━━━ Input for this task ━━━

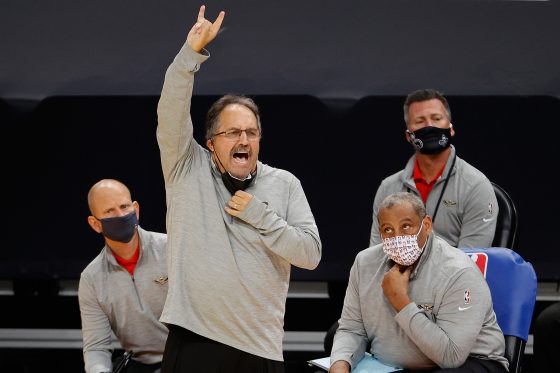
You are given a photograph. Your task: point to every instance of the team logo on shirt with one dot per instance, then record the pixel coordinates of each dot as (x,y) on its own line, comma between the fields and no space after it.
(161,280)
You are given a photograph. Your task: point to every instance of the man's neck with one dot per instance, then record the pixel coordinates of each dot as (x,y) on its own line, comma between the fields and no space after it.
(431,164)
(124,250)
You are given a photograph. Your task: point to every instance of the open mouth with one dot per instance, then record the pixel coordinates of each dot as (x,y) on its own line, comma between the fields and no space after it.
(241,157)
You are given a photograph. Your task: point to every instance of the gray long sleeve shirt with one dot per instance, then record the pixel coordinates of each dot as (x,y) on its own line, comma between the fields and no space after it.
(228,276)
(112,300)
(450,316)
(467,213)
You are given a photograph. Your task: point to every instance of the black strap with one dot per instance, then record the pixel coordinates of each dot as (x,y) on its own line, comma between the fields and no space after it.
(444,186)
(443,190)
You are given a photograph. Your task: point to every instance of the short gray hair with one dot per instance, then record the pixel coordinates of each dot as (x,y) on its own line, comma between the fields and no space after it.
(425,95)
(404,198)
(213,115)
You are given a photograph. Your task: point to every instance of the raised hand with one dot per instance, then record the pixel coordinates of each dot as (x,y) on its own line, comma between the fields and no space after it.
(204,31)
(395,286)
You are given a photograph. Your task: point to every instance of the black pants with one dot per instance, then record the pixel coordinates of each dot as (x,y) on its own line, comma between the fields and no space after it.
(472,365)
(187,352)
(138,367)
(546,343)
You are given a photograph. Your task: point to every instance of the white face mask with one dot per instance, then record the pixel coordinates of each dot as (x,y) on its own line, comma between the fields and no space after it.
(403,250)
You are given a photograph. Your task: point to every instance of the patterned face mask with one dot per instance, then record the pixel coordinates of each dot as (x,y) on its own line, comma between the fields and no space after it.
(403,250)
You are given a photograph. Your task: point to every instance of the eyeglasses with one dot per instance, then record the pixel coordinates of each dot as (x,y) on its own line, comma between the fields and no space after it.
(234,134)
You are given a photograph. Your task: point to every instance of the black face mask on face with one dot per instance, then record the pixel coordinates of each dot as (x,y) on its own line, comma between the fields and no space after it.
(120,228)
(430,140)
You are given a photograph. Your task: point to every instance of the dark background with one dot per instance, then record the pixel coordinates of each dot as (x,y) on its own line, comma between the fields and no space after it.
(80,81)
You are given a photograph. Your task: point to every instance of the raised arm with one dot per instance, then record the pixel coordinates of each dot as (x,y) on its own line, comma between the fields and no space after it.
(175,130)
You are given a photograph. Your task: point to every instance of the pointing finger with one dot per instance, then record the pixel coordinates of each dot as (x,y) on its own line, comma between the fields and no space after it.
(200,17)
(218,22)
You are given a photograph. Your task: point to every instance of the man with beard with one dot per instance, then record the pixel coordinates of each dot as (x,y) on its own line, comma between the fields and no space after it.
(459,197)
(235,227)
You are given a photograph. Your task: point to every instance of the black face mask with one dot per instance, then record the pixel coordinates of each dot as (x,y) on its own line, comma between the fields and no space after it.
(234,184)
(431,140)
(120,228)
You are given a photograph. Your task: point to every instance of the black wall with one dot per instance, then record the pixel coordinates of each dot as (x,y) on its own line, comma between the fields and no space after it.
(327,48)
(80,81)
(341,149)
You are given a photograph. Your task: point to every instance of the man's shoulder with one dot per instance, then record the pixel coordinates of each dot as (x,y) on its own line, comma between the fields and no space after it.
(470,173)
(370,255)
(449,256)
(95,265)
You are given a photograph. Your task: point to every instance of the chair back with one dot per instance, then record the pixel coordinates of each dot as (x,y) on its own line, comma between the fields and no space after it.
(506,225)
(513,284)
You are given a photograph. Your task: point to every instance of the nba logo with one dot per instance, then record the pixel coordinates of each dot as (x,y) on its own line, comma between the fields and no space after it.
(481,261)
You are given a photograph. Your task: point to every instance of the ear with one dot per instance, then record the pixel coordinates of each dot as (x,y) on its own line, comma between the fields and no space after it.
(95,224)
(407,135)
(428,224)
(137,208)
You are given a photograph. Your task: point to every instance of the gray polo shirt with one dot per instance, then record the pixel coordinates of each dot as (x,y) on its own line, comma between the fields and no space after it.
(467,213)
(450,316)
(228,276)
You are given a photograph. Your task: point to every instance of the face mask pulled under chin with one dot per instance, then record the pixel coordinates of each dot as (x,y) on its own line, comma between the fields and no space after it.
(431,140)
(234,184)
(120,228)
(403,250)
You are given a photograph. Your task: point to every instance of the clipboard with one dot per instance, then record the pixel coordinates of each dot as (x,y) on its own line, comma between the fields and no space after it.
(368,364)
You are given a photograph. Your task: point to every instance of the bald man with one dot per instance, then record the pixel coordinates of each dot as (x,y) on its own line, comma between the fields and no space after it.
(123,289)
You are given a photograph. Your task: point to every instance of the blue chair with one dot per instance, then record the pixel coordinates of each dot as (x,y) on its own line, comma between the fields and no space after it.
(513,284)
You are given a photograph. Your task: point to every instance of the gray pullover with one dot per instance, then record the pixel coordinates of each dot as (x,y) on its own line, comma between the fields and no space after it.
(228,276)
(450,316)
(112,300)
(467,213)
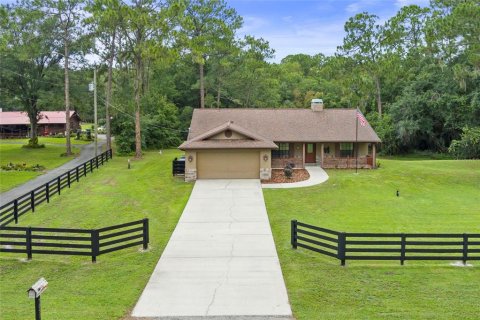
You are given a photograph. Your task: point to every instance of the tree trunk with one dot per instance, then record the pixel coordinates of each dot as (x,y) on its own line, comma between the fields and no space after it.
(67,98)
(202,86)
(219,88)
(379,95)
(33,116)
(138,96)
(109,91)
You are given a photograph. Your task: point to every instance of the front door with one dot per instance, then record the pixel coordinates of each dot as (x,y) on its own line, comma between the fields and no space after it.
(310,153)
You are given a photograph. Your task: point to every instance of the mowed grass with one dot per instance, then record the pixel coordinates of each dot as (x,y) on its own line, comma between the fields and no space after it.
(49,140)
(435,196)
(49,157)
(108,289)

━━━
━━━ Input for this task ━━━

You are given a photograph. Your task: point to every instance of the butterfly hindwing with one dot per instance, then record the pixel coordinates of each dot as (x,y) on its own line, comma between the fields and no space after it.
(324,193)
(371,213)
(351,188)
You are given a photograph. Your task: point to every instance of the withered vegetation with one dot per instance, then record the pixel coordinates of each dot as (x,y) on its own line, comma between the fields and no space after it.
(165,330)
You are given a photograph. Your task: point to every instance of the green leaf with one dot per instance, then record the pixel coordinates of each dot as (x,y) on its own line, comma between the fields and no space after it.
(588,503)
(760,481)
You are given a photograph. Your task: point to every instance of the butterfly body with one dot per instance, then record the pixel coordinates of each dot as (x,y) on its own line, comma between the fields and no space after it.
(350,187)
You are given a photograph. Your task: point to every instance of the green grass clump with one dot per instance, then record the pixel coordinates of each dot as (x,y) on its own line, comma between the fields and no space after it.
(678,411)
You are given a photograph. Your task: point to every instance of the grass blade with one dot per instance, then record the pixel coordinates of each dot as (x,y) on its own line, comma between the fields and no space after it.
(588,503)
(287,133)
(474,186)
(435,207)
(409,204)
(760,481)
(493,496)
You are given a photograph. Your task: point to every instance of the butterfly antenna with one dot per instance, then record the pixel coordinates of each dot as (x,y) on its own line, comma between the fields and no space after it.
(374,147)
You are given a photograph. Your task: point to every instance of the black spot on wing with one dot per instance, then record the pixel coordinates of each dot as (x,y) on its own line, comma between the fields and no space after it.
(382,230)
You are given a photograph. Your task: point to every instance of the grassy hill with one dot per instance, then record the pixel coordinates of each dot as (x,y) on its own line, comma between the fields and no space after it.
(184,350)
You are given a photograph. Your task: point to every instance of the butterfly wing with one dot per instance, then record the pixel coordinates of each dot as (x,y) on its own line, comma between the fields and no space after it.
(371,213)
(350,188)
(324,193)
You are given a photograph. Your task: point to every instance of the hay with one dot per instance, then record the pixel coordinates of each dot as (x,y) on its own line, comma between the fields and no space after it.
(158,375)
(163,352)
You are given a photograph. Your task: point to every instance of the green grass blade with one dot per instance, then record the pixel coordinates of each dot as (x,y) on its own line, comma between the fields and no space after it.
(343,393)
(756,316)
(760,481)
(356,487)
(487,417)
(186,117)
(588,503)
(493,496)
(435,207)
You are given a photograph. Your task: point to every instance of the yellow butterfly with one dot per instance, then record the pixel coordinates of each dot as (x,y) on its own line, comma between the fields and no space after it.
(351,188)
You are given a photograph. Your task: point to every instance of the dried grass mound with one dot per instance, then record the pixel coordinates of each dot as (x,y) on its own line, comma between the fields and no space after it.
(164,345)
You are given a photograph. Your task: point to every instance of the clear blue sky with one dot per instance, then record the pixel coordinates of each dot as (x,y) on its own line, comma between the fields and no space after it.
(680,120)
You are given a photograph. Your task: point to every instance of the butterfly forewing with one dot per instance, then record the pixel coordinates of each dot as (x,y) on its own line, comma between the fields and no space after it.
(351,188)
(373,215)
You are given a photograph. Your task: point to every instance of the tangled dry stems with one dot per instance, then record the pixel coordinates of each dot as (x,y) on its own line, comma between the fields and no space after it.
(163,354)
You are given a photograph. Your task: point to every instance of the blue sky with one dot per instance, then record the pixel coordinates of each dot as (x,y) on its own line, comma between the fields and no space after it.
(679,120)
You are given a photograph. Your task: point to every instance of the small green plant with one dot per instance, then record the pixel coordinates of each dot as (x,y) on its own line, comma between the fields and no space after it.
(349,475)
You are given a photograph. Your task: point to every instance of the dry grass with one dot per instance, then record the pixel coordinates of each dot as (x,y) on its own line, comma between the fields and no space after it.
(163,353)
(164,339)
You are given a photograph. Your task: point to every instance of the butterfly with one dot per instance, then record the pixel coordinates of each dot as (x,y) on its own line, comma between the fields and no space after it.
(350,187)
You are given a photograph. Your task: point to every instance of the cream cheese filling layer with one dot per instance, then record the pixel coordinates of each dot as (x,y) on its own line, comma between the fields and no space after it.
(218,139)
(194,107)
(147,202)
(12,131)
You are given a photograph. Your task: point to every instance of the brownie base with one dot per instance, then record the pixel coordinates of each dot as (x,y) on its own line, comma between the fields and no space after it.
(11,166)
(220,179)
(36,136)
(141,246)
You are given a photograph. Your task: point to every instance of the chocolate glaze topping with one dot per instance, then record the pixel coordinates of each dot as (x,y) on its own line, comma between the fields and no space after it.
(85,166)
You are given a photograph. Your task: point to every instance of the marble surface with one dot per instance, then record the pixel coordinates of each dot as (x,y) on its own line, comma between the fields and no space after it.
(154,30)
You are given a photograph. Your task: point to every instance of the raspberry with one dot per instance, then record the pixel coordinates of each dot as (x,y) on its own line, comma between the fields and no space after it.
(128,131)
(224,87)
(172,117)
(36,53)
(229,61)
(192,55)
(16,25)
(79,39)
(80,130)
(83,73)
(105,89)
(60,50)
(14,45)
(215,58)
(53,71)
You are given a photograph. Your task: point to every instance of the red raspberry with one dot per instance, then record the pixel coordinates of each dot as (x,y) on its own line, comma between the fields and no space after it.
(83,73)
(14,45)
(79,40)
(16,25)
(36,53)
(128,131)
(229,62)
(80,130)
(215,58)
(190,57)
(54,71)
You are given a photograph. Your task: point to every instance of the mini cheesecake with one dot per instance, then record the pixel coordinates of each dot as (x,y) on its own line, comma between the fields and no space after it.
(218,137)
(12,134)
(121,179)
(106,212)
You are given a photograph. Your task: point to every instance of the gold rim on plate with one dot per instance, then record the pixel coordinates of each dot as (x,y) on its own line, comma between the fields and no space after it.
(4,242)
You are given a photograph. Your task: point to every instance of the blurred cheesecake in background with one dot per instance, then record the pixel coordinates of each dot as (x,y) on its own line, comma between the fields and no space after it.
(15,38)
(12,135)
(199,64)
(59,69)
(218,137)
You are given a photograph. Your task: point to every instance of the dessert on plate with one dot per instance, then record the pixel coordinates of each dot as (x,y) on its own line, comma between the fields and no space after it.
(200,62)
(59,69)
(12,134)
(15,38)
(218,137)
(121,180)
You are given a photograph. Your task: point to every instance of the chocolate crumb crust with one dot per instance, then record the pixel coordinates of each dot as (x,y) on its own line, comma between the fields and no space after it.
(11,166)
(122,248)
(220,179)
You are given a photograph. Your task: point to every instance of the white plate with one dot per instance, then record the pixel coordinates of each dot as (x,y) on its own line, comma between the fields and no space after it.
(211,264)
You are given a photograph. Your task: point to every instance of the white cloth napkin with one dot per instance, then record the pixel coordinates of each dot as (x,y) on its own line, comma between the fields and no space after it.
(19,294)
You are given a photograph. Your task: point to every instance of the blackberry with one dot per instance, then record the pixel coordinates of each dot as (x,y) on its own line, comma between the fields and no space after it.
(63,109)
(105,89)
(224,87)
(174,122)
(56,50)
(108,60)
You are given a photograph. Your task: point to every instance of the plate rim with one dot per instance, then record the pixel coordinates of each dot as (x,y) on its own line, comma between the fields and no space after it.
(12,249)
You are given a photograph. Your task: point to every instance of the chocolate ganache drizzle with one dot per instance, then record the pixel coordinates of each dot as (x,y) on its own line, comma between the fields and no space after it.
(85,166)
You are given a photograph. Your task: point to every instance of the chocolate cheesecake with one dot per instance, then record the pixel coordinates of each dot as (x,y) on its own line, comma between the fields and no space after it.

━━━

What is asked
Show every line of the material above that contains the word "trunk", copying each line in full. Treat uppercase and lowercase as different.

Response to the exercise
You are given a photograph. Your task: point to every instance of the tree trunk with one dot per instance, then record the pixel coordinates of each dot as (x,y) on its own line, comma between the fields and no space after it.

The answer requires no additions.